Exercise aim
Rewrite the lines from the one containing "Exercise. Mark every instance of the riding" through the one containing "[(364, 230)]", inclusive, as a JSON list of strings with one string per line and blank lines omitted.

Extracted entries
________________________________________
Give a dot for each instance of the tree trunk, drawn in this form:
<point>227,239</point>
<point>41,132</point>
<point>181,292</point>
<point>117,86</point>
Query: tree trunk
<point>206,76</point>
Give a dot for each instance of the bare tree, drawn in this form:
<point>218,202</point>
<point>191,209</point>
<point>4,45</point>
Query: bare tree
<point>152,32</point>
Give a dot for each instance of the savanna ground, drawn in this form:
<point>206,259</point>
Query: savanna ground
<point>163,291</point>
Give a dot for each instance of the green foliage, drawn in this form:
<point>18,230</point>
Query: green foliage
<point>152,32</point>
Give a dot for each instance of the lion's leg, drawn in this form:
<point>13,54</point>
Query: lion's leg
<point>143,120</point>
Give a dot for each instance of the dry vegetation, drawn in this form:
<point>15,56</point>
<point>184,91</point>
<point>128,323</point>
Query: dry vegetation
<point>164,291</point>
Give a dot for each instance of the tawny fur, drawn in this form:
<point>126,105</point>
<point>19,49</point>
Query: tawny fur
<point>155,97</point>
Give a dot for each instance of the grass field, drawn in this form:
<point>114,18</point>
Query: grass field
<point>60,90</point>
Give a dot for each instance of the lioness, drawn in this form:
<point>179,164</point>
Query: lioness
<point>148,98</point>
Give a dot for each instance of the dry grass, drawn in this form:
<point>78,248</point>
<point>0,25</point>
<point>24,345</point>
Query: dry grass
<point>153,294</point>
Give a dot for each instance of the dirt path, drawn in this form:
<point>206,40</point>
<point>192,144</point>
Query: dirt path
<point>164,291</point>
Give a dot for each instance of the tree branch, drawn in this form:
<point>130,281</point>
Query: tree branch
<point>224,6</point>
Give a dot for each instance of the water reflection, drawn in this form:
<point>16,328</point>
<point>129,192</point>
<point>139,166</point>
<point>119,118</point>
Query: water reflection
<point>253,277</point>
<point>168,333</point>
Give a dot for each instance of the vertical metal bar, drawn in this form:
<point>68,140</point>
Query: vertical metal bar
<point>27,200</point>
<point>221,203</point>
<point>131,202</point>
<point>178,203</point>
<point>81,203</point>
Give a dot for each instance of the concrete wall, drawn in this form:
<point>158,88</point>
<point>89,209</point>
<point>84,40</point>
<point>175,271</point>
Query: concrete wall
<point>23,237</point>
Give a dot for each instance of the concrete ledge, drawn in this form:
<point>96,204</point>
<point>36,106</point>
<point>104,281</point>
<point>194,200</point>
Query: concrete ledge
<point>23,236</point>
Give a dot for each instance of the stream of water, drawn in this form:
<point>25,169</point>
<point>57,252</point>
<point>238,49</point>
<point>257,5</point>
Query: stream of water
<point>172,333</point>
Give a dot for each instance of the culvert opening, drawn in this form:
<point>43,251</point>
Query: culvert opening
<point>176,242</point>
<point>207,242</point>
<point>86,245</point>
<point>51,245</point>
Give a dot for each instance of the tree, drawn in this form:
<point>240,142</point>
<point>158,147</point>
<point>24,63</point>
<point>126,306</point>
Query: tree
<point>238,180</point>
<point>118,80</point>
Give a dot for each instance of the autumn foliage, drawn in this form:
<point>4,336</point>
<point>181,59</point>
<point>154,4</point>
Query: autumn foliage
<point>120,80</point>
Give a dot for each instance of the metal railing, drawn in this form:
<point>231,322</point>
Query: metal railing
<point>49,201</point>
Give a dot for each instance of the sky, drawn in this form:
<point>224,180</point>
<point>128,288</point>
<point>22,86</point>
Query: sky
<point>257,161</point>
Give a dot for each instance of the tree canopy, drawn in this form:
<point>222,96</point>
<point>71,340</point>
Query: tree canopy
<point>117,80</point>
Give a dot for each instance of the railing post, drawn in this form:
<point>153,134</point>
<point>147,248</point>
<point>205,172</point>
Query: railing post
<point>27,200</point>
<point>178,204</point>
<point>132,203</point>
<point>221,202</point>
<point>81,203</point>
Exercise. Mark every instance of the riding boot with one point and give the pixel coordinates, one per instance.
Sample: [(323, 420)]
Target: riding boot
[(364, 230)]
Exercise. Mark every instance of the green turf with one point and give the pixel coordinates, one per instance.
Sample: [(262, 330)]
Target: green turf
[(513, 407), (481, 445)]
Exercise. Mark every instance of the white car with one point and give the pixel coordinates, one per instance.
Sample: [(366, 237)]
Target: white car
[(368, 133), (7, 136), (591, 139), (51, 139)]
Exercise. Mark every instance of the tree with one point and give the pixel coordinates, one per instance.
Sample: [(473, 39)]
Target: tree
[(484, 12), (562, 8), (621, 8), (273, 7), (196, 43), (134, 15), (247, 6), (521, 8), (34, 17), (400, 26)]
________________________________________
Task solution
[
  "Exercise. Mark every instance of the riding boot with one point and give the pixel coordinates, one per instance.",
  "Sample: [(323, 420)]",
  "Target: riding boot",
  "[(364, 230)]"
]